Task goal
Find every line in the listing below that contains the word "instance" and copy each one. Matches are case-sensitive.
"""
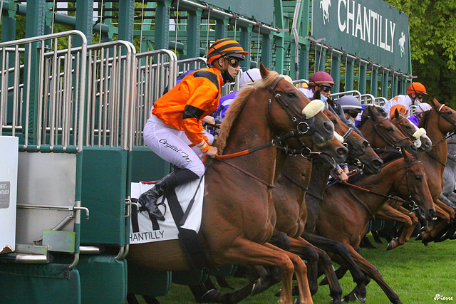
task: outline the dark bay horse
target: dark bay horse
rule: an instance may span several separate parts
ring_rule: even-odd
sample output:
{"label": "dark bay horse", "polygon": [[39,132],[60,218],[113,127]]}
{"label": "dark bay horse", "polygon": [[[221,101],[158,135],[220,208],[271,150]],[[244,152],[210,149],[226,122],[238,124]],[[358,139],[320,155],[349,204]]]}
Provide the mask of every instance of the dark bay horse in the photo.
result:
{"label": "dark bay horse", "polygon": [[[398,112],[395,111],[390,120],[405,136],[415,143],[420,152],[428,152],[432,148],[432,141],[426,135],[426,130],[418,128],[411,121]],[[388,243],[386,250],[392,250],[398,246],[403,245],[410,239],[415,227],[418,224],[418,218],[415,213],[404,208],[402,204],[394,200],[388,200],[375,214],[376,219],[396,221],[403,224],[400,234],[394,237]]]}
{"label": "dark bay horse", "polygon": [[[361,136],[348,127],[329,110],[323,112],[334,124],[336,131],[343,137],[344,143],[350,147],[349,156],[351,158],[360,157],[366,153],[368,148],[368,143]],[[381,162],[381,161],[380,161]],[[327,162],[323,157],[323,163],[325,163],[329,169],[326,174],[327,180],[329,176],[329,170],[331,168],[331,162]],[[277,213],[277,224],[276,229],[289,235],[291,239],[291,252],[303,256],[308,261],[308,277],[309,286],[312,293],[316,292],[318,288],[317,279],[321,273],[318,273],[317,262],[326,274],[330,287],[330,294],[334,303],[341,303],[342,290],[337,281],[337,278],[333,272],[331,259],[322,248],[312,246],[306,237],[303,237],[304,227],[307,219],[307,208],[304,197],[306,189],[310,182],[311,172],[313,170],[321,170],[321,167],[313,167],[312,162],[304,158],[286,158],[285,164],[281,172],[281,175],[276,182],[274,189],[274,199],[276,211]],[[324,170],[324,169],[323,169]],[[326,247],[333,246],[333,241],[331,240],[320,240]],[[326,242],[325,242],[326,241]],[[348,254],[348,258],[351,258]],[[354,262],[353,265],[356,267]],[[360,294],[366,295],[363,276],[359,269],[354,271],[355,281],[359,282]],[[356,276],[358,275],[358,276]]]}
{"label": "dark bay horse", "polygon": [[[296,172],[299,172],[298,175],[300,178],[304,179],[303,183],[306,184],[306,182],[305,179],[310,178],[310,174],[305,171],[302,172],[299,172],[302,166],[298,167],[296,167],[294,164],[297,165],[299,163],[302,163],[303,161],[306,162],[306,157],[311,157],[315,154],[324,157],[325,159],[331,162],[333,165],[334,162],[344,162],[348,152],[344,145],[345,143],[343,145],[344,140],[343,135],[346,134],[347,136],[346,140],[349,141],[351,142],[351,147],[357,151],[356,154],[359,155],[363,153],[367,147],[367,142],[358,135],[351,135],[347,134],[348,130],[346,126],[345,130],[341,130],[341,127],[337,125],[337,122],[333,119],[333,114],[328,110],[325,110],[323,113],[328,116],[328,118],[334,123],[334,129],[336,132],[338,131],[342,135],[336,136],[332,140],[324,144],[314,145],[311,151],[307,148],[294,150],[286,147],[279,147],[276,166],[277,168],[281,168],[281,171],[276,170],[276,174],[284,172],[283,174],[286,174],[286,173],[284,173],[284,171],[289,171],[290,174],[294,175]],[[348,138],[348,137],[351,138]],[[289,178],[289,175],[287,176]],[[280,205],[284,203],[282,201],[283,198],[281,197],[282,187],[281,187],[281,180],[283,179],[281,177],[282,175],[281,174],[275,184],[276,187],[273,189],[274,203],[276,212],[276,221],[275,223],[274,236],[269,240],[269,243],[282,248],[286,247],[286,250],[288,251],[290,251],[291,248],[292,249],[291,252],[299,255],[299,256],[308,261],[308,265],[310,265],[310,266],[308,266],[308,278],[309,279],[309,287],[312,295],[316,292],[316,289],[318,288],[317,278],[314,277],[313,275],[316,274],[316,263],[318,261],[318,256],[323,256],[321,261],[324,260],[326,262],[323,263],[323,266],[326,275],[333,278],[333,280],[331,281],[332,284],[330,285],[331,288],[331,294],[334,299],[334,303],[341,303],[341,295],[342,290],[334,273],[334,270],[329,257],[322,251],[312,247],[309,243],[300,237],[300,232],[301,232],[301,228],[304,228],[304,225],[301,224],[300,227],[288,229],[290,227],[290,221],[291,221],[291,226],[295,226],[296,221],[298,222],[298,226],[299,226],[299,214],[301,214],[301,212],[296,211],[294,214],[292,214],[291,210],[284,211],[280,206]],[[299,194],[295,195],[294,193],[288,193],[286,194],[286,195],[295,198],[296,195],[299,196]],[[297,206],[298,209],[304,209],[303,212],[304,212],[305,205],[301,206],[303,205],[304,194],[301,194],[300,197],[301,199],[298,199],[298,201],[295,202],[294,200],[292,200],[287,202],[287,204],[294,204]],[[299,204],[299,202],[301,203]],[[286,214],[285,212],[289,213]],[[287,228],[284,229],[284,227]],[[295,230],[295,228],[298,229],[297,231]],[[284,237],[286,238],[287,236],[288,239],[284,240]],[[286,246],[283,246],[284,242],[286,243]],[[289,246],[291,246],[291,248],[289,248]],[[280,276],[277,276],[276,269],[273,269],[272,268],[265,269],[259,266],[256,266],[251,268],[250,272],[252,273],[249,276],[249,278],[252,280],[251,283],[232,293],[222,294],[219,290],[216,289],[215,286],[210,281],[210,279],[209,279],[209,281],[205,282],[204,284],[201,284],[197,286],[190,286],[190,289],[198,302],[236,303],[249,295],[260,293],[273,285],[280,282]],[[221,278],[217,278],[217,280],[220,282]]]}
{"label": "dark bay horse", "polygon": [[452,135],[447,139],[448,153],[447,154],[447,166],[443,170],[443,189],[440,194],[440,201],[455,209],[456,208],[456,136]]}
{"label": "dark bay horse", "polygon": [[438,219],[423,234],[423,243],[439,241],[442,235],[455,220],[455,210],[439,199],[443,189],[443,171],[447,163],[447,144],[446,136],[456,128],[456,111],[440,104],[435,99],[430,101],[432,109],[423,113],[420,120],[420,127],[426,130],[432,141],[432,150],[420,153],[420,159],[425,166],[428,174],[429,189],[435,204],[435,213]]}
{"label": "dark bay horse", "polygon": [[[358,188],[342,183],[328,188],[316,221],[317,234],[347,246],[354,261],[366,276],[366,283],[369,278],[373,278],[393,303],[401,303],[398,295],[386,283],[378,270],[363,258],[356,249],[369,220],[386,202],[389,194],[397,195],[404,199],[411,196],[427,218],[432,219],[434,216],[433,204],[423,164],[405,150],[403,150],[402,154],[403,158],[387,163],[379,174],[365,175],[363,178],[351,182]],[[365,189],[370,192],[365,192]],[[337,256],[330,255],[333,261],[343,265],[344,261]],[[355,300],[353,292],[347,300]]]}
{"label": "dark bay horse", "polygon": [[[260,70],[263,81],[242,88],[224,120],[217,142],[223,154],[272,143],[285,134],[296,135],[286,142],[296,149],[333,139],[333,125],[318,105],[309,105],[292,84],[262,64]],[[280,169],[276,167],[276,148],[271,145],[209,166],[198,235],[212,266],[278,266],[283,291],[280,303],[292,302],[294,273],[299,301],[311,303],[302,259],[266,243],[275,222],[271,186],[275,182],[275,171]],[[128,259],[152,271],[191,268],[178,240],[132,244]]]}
"""
Exercise output
rule: an instance may span several separate parts
Provide the mask of every instance of the dark bay horse in the photo.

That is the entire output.